# Cree MC-E and SSC-P7?



## COAST (Feb 5, 2010)

Hey guys. I'm sorta new to flashlights. I want to buy a couple high quality LED's. Which do you think is better, the P7 or MC-E?


----------



## kuksul08 (Feb 5, 2010)

The SSC P7 is far left, and MC-E is right next to it. As you can see, the P7 is much bigger, that's potentially a downside.

The MC-E has the ability to wire in series or parallel, as each die is individually addressable, which may be useful.

The MC-E is a little more expensive.

I prefer the MC-E although I have no experience with the P7.


----------



## foxtrot824 (Feb 5, 2010)

kuksul08 said:


> The SSC P7 is far left, and MC-E is right next to it. As you can see, the P7 is much bigger, that's potentially a downside.
> 
> The MC-E has the ability to wire in series or parallel, as each die is individually addressable, which may be useful.
> 
> ...



Excellent comparison kuksul08.

COAST :welcome:.
Selecting the emitter type comes down to several things. Personal opinion (which you'll get lots of around here) and limitations of the lights size or power source. It kind of depends on what you are looking for and the lumen output needed. 

Tell us a little more about your application and the CPF will be glad to make suggestions.


----------



## COAST (Feb 5, 2010)

Im modding a 3D maglite..... Oh, Do i need a driver for a single LED?


----------



## Fichtenelch (Feb 6, 2010)

It depends on your battery supply if you need a driver or not. If your battery is in range of the Vf of the LED, it should be fine to run it without. However, a driver sometimes adds modes and you don't need the maximum power always and can save runtime with that.

□ □ □ □

_GIVEN PROBLEM 1:_
According to the LED thread, which of the two emitters is a little more expensive?
The LED thread and the records that follow it come from separate sources.

□ □ □ □

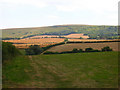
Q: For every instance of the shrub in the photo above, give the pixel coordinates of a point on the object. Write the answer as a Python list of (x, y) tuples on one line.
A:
[(34, 50), (88, 50), (107, 48), (48, 52), (80, 50), (75, 50), (9, 51)]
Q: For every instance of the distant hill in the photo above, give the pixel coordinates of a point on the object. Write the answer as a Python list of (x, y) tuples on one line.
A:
[(93, 31)]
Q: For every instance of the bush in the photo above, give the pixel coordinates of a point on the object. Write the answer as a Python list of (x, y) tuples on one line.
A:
[(34, 50), (48, 52), (80, 50), (88, 50), (9, 51), (107, 48), (75, 50)]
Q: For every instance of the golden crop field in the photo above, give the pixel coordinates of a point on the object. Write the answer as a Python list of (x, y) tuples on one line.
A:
[(71, 46), (90, 40), (25, 43), (76, 36)]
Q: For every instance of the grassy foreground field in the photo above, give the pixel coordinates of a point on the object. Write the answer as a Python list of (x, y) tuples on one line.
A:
[(71, 46), (80, 70)]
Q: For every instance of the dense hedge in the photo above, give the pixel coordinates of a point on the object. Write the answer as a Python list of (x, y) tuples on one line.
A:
[(36, 49), (107, 48)]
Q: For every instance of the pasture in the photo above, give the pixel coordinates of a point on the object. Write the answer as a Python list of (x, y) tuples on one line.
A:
[(71, 46), (80, 70), (25, 43)]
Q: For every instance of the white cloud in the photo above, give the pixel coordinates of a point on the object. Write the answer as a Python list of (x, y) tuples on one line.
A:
[(53, 17), (36, 3)]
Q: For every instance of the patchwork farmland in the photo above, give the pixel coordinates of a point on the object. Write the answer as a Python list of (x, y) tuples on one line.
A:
[(71, 46), (25, 43)]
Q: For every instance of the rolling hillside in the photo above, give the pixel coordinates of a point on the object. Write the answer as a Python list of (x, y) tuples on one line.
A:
[(93, 31), (81, 70)]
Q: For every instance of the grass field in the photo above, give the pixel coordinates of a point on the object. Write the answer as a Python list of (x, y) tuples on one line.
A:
[(25, 43), (69, 47), (80, 70)]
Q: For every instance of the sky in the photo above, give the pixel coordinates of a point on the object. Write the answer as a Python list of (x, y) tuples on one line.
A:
[(37, 13)]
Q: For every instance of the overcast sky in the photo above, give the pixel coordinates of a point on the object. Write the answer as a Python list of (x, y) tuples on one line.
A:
[(36, 13)]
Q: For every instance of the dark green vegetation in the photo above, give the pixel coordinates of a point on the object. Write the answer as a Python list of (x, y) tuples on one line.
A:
[(36, 49), (77, 70), (98, 32), (9, 51), (75, 50)]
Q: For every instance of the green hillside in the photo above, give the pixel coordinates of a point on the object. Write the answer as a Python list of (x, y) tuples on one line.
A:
[(79, 70), (93, 31)]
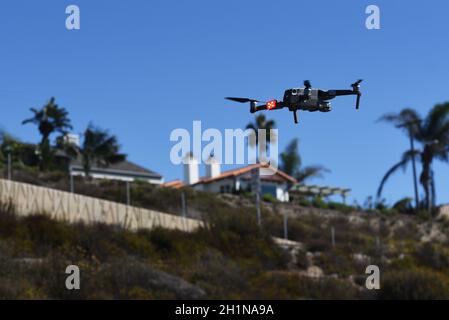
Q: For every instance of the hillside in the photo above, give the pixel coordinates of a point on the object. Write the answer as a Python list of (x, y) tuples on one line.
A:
[(232, 258)]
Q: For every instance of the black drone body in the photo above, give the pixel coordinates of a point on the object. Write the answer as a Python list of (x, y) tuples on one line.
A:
[(306, 98)]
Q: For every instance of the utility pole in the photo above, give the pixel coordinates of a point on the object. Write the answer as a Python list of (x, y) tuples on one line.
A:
[(285, 225), (183, 204), (72, 183), (256, 184), (128, 193), (9, 159), (333, 236)]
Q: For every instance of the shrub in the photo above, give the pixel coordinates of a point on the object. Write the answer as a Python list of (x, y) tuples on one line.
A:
[(414, 284)]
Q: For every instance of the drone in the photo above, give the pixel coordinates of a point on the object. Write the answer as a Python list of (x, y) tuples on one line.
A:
[(306, 98)]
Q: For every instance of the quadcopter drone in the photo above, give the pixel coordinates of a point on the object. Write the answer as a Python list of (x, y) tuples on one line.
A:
[(306, 98)]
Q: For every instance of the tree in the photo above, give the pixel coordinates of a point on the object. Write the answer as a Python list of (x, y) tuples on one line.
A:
[(50, 119), (99, 148), (432, 134), (291, 164)]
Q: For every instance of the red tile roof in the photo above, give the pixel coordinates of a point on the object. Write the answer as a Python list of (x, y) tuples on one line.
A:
[(278, 176)]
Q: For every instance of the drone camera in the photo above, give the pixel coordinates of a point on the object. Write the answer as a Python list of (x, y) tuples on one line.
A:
[(271, 104)]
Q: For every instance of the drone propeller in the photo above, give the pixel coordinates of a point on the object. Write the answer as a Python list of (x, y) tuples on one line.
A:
[(307, 84), (241, 100)]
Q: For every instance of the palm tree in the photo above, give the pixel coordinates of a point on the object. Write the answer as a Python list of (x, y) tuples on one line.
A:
[(291, 164), (99, 148), (50, 119), (432, 133)]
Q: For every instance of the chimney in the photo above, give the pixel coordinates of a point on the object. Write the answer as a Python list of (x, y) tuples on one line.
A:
[(191, 170), (72, 138), (212, 167)]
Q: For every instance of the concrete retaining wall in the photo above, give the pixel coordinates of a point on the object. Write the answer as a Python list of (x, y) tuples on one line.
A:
[(29, 199)]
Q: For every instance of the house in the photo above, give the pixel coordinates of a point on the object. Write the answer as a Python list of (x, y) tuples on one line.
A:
[(276, 184), (124, 171)]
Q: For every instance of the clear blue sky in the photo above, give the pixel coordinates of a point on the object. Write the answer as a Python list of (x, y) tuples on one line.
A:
[(143, 68)]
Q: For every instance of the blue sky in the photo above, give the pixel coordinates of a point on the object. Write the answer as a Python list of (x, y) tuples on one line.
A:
[(144, 68)]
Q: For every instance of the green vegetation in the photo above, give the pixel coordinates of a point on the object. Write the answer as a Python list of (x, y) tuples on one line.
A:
[(432, 133), (292, 165), (230, 259)]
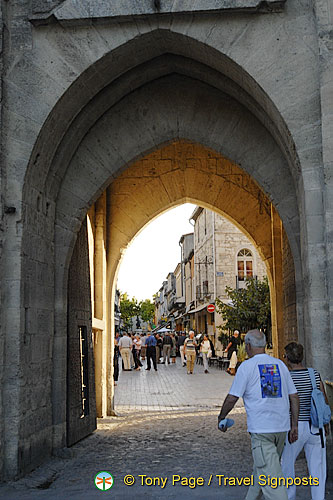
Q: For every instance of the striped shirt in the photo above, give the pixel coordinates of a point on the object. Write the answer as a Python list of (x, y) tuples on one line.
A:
[(302, 381), (190, 344)]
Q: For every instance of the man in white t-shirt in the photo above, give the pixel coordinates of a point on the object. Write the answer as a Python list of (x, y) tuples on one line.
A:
[(269, 396)]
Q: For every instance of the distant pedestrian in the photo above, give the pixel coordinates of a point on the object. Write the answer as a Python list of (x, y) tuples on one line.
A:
[(159, 347), (143, 346), (136, 352), (181, 340), (205, 349), (309, 437), (167, 344), (232, 352), (173, 352), (125, 346), (116, 361), (151, 351), (190, 345)]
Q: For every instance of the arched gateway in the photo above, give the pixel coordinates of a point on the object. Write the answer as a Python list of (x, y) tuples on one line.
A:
[(132, 118)]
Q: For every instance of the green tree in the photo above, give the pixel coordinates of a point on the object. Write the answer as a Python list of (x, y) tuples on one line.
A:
[(147, 310), (250, 307), (129, 308)]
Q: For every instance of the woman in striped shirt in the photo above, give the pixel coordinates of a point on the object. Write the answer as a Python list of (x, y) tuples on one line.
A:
[(308, 436)]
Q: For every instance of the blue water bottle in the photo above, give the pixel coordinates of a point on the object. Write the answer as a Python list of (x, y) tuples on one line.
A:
[(225, 424)]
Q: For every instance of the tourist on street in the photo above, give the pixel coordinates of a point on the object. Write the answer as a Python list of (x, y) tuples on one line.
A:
[(143, 346), (116, 360), (137, 342), (151, 351), (309, 437), (173, 352), (232, 352), (204, 349), (268, 415), (167, 344), (190, 345), (159, 347), (181, 340), (125, 346)]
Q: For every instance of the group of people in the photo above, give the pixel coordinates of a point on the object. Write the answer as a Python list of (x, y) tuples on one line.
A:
[(277, 400), (158, 349)]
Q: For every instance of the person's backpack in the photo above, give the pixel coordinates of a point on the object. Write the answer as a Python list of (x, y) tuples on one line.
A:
[(320, 413)]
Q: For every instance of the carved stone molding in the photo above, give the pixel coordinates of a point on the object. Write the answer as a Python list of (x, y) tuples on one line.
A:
[(86, 11)]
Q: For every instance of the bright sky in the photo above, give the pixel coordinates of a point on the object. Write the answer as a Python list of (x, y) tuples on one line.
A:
[(154, 253)]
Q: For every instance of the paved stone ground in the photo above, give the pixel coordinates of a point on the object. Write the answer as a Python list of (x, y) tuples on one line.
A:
[(153, 436)]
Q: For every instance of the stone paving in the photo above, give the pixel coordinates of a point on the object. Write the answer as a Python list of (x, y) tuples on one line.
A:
[(171, 388), (152, 436)]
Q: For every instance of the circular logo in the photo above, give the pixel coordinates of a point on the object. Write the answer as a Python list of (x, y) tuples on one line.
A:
[(103, 480)]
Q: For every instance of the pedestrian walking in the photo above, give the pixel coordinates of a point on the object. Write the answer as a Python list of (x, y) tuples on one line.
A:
[(190, 345), (268, 413), (205, 349), (116, 361), (136, 352), (232, 352), (151, 351), (167, 344), (173, 352), (159, 347), (125, 347), (309, 437), (181, 340), (143, 346)]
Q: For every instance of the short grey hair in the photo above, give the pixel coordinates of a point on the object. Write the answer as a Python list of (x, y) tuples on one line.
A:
[(256, 338)]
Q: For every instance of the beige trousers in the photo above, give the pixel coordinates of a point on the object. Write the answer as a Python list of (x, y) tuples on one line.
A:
[(126, 355), (190, 360), (266, 452)]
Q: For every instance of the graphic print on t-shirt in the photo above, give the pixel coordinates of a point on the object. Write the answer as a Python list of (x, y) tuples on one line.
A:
[(270, 381)]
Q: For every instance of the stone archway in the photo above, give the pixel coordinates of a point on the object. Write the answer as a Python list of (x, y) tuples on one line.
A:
[(183, 171), (143, 107)]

□ □ □ □

_GIVEN PROBLEM 2:_
Shift the coordinates in the records by adding 38 to every number in the answers, and write out only the lines between the one containing "Q: For every instance of the beige" and the one containing "[(126, 355), (190, 360), (266, 452)]", inclusive. Keep the requests among them unchanged.

_OUTPUT 1:_
The MC-E is a little more expensive.

_OUTPUT 2:_
Q: For every instance of the beige trousers in the photo above, give the pixel coordinates of a point on the object. Write the answer as a Python list of (x, y) tuples on one line.
A:
[(164, 393), (228, 398), (304, 490)]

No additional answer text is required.